The task - Copy every entry exactly.

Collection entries

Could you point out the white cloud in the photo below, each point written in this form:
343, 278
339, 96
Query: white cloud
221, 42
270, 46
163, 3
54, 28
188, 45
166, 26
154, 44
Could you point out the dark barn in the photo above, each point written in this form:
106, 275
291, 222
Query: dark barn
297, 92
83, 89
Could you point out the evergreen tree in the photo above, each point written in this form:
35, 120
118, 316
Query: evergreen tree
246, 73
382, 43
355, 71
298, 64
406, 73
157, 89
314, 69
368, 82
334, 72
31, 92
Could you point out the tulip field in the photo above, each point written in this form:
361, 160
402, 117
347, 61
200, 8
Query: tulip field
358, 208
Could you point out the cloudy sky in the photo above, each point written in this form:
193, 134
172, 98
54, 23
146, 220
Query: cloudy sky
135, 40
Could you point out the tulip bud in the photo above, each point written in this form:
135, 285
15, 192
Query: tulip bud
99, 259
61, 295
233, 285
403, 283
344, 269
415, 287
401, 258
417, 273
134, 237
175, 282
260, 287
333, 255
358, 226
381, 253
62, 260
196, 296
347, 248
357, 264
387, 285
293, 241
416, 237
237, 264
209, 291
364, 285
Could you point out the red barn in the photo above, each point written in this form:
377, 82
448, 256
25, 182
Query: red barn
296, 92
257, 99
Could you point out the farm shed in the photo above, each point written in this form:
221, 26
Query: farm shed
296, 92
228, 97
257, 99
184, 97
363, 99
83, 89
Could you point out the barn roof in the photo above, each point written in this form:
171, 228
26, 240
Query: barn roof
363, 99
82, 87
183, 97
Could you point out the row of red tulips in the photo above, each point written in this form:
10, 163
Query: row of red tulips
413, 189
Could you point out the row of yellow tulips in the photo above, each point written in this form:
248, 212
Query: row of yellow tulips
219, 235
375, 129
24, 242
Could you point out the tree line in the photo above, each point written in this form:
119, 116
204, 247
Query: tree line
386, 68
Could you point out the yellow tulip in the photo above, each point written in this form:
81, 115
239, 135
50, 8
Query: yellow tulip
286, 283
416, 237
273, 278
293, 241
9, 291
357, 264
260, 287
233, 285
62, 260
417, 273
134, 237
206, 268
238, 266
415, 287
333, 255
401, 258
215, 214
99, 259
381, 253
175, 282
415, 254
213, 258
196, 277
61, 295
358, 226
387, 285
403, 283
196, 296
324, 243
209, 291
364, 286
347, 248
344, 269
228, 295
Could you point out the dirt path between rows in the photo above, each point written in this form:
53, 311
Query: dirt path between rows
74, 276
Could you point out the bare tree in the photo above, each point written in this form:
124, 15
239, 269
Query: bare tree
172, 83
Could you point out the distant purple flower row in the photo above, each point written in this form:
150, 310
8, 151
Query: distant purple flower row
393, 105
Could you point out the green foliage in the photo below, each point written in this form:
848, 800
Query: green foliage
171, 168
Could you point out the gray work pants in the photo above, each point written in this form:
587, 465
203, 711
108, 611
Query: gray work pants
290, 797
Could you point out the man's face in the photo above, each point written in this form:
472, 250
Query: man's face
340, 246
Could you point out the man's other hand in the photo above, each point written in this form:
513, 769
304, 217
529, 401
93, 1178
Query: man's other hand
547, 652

Response to the exercise -
Could you point out the white cloud in the photo below, each point written in this form:
343, 278
339, 96
Query: white cloud
221, 42
270, 46
163, 3
54, 28
188, 45
166, 26
154, 44
Could you point out the dark barn in the photo above, each point written in this form:
106, 275
291, 222
Query: dark barn
297, 92
83, 89
Could you point out the evergreen tree in the photo above, each point written in this form:
35, 120
118, 316
Query: evergreen tree
246, 73
382, 43
355, 71
298, 64
406, 73
157, 89
314, 69
368, 82
334, 72
31, 92
Could you point out the tulip field in the photo above, each point written in this form:
361, 160
402, 117
347, 61
200, 8
Query: tulip field
358, 208
Could you point out the cloudy sky in the photo above, each point written in this form:
193, 134
172, 98
54, 23
146, 220
Query: cloudy sky
135, 40
Could you point out the tulip bud in the photo above, each point written in this form:
135, 285
15, 192
Query: tulip bud
99, 259
61, 295
233, 285
403, 283
344, 269
415, 287
401, 258
417, 273
134, 237
175, 282
260, 287
333, 255
358, 226
381, 253
62, 260
196, 296
347, 248
357, 264
387, 285
293, 241
416, 237
237, 264
209, 291
364, 285
Could you point out the red barn in the photo above, each point written in this form:
377, 82
448, 256
25, 182
Query: red barn
296, 92
257, 99
Could you point out the farm shed in the photo above, each point written in this form:
221, 26
Query: farm shed
296, 92
228, 97
257, 99
184, 97
363, 99
83, 89
Could you point out the barn roof in the photo above, each point written in this form:
171, 228
26, 240
Query: barn roof
363, 99
82, 87
183, 97
Could you point out the row of red tulips in the photo above, each point written in this form:
10, 163
Query: row of red tulips
413, 189
Could you point out the row of yellow tulips in the photo above, each point written in this form:
248, 212
Query: row of yellow tulips
219, 235
375, 129
24, 242
Could you point out the tree line in the photo above, each point written in this form:
119, 116
204, 247
Query: tree line
386, 68
Could you point out the yellow tulip in the photo above, each point written in this form:
81, 115
239, 135
50, 8
Query: yellow tulip
286, 283
416, 237
273, 278
293, 241
9, 291
357, 264
260, 287
233, 285
62, 260
417, 273
134, 237
206, 268
238, 266
415, 287
333, 255
401, 258
215, 214
99, 259
381, 253
175, 282
415, 254
213, 258
196, 277
61, 295
358, 226
387, 285
403, 283
196, 296
324, 243
209, 291
364, 286
347, 248
344, 269
228, 295
Could you point out the dirt path between rows in the photo above, each point written in this form:
53, 311
Query: dirt path between rows
74, 276
Could you point out the bare tree in the photo above, each point written in this form:
124, 15
239, 269
Query: bare tree
172, 83
Could you point out the distant purple flower row in the photo above, each point written in this form:
150, 310
8, 151
Query: distant purple flower row
393, 105
Could you point out the green foliage in the photo below, each point written in this form:
848, 800
Query: green foliage
171, 168
Could you point out the gray work pants in the photo above, each point written in this form:
587, 465
203, 711
108, 611
Query: gray work pants
290, 797
Could you point out the man's face in the photo above, each point written in this form:
472, 250
Query: man's face
340, 246
Could you point out the man's other hand in the photo above, each point written in this form:
513, 769
304, 217
529, 401
93, 1178
Query: man's other hand
547, 652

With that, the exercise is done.